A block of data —
>> BEGIN
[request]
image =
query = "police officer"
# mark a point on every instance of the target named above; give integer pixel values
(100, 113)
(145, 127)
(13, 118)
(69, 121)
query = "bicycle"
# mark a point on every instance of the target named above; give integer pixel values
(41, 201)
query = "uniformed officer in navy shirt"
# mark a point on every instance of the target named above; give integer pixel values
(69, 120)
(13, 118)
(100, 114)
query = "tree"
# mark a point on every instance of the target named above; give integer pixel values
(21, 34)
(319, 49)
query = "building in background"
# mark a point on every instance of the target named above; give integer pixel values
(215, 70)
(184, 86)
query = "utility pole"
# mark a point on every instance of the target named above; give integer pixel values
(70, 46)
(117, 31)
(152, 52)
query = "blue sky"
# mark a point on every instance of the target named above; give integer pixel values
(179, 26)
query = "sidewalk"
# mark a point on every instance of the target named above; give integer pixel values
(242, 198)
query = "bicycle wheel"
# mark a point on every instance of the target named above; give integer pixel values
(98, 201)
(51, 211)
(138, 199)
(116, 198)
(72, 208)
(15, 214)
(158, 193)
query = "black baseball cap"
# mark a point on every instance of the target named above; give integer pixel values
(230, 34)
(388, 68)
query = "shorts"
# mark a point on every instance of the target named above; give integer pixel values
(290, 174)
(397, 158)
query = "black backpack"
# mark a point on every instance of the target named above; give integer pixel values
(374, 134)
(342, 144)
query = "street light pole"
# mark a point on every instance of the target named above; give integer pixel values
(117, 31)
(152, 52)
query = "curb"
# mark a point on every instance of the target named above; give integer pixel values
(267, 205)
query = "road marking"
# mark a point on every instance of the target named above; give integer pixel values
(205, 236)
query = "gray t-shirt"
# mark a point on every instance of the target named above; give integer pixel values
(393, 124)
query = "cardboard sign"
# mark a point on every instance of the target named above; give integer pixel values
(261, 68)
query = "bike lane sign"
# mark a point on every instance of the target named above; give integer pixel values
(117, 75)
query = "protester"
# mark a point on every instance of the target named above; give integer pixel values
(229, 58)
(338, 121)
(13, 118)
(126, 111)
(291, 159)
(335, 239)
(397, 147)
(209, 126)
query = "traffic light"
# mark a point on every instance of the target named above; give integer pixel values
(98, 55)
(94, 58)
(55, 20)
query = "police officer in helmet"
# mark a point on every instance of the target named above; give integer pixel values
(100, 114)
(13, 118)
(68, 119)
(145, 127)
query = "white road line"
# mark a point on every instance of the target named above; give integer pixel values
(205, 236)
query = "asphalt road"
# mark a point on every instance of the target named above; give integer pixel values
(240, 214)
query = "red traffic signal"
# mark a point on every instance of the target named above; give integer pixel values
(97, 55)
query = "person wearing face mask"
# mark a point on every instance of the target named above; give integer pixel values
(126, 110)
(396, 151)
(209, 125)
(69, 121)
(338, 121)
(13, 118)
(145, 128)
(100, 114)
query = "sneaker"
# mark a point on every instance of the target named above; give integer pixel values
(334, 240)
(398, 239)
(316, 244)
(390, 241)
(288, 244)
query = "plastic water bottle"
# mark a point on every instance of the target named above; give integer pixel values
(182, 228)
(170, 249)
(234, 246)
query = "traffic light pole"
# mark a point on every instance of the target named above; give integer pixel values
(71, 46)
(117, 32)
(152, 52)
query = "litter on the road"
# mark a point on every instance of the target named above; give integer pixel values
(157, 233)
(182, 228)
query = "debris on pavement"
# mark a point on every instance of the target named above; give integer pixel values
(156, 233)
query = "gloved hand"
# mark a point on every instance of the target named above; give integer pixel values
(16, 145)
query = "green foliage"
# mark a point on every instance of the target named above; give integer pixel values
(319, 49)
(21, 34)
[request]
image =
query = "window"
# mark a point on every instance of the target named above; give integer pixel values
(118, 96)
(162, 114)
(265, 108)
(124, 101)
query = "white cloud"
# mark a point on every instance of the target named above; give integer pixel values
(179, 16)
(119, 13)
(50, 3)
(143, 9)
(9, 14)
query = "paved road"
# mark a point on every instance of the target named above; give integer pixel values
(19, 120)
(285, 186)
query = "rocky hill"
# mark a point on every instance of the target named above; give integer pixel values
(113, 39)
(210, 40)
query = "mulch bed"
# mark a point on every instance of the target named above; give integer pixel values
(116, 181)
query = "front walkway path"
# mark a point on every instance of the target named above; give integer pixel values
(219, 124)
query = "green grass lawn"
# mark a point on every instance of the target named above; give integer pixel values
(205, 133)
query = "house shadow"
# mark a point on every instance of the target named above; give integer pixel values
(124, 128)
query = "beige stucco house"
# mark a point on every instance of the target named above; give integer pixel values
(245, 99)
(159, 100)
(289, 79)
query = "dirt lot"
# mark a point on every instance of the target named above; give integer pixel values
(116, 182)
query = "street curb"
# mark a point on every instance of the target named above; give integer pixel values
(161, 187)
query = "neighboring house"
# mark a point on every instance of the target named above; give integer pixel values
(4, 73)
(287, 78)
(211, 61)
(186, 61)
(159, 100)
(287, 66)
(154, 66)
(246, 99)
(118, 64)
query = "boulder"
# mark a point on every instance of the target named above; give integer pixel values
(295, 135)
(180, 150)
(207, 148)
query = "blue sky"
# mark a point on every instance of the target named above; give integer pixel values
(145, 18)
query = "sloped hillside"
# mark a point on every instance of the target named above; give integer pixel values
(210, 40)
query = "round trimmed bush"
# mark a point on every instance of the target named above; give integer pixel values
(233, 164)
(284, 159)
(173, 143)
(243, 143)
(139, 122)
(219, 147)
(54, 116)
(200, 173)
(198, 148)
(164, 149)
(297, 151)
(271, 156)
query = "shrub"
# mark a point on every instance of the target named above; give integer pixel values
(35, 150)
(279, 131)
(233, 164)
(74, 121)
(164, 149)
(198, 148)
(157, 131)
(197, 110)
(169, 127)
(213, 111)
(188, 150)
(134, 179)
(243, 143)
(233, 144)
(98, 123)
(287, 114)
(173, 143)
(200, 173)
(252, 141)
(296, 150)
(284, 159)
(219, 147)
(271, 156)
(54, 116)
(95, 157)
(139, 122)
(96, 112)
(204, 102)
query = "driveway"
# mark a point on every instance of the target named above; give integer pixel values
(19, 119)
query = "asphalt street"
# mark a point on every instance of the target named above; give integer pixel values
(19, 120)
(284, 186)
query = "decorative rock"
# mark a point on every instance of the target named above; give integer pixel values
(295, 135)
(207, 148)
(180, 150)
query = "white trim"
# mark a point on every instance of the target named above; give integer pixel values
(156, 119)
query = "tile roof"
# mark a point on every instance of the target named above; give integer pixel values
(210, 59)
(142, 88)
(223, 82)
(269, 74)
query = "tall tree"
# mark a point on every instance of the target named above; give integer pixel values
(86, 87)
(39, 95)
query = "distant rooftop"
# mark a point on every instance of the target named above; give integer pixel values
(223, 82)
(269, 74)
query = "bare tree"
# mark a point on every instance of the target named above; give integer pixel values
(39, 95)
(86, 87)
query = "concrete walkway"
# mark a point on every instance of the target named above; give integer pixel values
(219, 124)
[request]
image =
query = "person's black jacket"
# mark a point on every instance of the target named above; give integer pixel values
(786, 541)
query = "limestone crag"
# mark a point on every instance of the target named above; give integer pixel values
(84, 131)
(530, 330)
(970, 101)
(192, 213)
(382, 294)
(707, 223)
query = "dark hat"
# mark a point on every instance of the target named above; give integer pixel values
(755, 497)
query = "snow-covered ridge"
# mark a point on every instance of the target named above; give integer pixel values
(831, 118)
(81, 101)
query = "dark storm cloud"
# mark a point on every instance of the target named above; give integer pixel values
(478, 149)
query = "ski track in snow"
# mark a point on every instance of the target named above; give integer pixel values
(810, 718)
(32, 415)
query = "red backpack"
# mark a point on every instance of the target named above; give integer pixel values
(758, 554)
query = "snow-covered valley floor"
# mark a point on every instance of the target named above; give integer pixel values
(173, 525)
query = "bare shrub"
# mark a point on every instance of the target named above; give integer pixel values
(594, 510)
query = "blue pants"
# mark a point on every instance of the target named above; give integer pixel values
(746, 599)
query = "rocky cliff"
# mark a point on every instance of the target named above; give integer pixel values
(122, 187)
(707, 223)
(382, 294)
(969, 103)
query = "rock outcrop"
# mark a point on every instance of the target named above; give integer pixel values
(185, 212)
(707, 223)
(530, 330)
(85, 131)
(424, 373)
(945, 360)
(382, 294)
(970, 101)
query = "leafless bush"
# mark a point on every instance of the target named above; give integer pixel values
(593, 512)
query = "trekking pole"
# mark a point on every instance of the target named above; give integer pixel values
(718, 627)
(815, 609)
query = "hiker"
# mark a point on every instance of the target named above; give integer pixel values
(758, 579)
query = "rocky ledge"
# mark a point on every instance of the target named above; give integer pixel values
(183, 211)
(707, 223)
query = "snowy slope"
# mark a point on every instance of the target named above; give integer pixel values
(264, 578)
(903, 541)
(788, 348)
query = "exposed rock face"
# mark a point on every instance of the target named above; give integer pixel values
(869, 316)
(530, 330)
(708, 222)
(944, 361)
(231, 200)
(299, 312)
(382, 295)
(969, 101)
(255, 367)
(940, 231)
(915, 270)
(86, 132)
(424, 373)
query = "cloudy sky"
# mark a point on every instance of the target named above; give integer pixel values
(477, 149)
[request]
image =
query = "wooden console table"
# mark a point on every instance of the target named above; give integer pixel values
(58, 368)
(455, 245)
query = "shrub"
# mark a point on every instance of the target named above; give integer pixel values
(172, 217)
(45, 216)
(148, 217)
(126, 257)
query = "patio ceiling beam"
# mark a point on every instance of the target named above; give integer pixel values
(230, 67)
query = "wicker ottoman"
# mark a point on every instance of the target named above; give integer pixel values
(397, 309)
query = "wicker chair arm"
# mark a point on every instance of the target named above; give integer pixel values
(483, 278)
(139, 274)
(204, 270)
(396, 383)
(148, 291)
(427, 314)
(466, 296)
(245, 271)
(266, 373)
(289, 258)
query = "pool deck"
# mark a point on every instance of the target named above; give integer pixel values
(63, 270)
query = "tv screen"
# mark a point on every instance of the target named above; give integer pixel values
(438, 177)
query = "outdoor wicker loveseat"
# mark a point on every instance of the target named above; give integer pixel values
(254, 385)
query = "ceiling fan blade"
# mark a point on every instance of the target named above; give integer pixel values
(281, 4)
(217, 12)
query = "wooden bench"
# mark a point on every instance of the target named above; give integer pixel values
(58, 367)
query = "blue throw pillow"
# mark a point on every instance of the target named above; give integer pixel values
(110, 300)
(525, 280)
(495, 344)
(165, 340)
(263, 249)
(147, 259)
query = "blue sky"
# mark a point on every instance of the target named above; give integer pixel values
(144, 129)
>> END
From the listing above, pick out every line that contains the string "light". Copy each of those lines in full.

query = "street light pole"
query = "traffic light"
query = "traffic light pole"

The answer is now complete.